DIRECTIVE -> Rewrite everything from the start of the entries down to the line containing "Draw the outline of every instance of the green foliage", swapping "segmenter" for "labeling tool" and leaving the rest as it is.

---- EXTRACTED ENTRIES

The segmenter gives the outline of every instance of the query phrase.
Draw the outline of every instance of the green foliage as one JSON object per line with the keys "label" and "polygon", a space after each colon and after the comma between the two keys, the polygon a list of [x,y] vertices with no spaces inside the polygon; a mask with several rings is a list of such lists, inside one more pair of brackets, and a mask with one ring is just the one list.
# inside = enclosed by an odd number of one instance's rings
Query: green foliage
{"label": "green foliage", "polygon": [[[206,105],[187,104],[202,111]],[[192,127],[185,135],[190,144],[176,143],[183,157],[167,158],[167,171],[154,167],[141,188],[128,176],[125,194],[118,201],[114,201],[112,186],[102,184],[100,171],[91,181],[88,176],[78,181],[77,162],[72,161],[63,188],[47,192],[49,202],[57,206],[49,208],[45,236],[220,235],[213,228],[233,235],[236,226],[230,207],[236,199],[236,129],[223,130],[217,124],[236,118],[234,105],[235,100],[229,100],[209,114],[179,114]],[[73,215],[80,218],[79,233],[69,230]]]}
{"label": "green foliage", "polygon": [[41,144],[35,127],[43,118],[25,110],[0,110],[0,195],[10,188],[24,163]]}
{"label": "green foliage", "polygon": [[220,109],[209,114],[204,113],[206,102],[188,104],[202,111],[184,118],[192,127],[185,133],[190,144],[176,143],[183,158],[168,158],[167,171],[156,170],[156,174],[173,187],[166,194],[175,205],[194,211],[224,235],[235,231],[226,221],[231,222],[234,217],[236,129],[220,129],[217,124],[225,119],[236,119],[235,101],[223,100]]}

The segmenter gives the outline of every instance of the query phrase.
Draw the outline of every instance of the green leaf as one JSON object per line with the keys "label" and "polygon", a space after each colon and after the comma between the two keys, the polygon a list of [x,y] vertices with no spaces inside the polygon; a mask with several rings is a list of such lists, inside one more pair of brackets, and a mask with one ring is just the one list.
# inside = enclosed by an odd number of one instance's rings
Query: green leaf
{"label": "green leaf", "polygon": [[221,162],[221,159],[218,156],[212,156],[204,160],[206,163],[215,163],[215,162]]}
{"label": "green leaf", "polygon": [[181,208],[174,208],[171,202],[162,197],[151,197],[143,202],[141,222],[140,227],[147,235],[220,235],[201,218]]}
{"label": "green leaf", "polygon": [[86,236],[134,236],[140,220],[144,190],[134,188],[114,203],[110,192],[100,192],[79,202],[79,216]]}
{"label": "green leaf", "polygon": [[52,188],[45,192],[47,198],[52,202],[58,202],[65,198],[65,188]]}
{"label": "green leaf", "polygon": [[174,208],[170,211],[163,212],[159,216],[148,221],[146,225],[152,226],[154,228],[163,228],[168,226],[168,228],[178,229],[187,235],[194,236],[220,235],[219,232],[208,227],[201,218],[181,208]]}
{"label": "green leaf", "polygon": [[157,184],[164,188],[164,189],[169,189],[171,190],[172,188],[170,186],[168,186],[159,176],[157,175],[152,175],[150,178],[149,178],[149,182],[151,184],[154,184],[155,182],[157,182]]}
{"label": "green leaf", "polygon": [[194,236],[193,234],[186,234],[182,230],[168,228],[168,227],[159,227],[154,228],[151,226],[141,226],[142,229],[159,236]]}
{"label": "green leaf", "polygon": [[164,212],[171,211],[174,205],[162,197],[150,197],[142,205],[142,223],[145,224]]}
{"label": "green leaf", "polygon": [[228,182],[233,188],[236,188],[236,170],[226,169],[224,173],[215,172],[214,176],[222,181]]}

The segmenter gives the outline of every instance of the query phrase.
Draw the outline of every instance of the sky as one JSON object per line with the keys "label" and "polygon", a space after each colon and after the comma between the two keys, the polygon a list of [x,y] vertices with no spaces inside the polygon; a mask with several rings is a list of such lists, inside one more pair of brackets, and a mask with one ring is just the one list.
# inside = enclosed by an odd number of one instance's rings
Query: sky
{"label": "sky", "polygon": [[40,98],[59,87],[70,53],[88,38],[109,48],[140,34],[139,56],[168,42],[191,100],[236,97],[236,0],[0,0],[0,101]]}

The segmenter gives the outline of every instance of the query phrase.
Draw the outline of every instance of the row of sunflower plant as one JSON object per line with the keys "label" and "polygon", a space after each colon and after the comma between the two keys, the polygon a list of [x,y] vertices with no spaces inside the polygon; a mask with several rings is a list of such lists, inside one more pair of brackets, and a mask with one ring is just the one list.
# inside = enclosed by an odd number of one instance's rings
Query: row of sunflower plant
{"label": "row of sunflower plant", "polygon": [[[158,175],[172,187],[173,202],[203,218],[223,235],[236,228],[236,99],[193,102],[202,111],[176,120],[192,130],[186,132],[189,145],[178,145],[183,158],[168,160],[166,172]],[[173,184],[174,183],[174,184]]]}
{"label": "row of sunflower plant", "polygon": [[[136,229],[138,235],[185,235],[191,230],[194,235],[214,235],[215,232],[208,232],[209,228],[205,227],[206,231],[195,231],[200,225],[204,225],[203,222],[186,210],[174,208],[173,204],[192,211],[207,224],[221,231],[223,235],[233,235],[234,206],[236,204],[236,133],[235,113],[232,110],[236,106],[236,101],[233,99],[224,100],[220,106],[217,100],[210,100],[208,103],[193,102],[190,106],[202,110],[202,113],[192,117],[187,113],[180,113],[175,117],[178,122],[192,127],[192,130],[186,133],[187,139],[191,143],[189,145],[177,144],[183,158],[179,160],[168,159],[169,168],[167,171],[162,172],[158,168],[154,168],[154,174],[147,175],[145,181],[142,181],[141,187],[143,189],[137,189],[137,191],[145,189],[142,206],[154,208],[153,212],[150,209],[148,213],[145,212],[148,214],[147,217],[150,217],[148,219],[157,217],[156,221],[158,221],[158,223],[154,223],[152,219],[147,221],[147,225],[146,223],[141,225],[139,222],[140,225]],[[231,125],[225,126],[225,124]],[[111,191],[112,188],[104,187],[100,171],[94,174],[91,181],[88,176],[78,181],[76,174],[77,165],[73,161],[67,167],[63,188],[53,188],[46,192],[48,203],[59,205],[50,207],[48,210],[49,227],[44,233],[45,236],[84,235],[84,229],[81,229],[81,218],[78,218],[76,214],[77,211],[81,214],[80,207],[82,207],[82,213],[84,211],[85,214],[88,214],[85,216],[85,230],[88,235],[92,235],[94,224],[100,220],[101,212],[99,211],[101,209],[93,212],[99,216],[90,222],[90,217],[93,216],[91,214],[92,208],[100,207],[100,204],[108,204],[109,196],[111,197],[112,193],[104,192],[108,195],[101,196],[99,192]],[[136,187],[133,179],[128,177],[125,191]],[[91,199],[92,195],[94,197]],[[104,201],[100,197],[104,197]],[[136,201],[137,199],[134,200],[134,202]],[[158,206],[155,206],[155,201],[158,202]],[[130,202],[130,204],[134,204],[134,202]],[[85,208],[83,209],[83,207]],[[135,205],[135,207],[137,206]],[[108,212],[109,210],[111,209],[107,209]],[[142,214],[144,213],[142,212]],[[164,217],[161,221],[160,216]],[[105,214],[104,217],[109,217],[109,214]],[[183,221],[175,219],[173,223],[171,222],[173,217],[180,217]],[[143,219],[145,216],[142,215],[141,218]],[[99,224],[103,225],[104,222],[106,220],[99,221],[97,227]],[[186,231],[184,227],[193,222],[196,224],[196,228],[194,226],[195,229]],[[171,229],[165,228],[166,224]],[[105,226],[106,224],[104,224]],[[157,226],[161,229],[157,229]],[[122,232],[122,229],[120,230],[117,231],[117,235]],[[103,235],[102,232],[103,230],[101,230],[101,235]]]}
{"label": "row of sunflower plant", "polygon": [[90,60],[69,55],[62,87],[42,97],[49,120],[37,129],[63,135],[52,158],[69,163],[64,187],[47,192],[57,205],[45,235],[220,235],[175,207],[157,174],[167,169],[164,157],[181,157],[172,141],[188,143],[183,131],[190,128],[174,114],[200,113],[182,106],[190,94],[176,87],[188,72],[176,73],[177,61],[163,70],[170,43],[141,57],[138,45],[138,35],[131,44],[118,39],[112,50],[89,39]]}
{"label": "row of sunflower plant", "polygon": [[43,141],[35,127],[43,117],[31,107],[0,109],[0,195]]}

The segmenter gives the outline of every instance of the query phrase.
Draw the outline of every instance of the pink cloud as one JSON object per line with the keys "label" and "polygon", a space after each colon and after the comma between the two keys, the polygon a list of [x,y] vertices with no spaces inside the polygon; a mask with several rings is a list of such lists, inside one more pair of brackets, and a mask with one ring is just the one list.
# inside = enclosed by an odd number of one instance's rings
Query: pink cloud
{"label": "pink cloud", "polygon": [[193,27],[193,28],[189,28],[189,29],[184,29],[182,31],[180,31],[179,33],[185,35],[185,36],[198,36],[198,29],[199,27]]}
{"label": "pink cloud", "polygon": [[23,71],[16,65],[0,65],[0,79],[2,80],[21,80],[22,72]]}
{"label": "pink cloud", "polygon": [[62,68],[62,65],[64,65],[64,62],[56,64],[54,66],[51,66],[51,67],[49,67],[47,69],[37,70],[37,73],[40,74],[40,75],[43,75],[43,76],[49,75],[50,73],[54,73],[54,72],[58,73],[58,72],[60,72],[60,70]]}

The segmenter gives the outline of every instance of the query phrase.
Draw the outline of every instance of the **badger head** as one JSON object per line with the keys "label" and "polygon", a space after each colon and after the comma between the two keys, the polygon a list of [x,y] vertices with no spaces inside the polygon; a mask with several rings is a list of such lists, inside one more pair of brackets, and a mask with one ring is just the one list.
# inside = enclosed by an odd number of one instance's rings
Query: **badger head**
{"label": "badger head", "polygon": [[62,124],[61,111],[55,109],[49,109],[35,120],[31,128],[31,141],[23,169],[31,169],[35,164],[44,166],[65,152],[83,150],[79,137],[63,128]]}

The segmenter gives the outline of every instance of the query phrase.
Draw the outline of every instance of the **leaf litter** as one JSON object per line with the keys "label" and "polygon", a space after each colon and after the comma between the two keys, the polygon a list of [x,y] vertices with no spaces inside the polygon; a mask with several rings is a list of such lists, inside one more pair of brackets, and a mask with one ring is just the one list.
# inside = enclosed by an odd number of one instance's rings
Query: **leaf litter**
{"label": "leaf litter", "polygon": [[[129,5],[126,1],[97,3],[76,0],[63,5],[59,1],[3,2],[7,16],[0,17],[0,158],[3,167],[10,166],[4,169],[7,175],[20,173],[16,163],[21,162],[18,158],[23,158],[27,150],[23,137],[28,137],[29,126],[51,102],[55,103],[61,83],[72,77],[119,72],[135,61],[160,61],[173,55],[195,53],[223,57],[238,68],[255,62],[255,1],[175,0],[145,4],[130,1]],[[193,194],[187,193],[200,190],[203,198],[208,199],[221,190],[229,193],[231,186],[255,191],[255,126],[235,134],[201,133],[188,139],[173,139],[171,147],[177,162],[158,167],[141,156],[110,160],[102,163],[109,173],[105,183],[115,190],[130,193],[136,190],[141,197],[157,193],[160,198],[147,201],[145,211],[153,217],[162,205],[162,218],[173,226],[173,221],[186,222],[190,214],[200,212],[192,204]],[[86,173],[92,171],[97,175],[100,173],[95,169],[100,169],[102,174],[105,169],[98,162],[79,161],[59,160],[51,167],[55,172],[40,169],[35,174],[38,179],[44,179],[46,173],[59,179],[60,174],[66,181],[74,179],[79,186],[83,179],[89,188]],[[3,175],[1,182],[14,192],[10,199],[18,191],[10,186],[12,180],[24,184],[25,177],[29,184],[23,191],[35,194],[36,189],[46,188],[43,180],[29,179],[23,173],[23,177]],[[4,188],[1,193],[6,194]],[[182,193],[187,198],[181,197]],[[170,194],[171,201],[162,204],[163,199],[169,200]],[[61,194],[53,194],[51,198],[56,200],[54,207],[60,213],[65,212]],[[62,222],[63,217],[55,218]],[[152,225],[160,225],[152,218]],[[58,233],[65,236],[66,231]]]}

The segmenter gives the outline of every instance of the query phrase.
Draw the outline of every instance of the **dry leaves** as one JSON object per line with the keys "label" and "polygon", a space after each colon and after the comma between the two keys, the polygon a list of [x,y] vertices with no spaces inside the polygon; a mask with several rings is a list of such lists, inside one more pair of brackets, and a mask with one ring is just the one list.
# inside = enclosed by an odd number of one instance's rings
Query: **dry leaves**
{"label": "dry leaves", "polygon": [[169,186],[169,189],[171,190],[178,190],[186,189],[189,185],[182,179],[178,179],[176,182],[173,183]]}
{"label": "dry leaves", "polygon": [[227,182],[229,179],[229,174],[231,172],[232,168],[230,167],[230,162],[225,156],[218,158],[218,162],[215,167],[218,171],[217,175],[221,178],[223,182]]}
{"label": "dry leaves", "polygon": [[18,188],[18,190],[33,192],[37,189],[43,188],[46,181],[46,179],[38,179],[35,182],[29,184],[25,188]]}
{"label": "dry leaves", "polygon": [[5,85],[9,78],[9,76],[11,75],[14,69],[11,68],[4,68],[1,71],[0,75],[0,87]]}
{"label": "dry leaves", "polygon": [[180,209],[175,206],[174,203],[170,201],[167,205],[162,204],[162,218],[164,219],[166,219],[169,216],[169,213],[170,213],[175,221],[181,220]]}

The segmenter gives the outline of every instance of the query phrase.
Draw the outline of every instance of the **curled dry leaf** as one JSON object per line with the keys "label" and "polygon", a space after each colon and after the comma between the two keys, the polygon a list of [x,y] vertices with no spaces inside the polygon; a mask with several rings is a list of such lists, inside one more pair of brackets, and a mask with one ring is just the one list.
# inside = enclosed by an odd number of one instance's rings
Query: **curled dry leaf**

--------

SOLUTION TO THIS EXERCISE ->
The labeling tool gives the outline of every instance of the query phrase.
Draw the outline of every instance of the green foliage as one JSON object per line with the keys "label" and "polygon", a space after each colon and after the comma between the two keys, the polygon a list of [x,y] vertices with no spaces inside the polygon; a mask with several rings is a list of such lists, inside one more pair of brackets, and a mask with one ring is just the one list.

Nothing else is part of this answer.